-- Set problem --
Copy the records below word for word, leaving out the pictures.

-- START Exercise inputs --

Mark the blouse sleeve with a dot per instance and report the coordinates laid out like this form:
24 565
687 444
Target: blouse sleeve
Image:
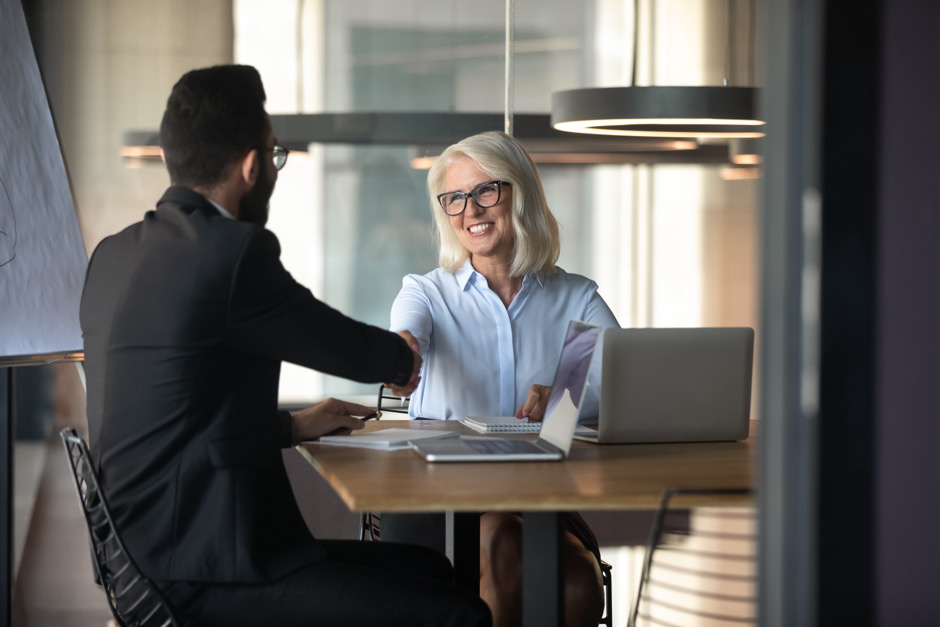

-- END Exercise inputs --

-- Result of this exercise --
Mark the blouse sleeve with a dot per instance and report the coordinates laid out like this form:
24 565
687 444
Target: blouse sleeve
Image:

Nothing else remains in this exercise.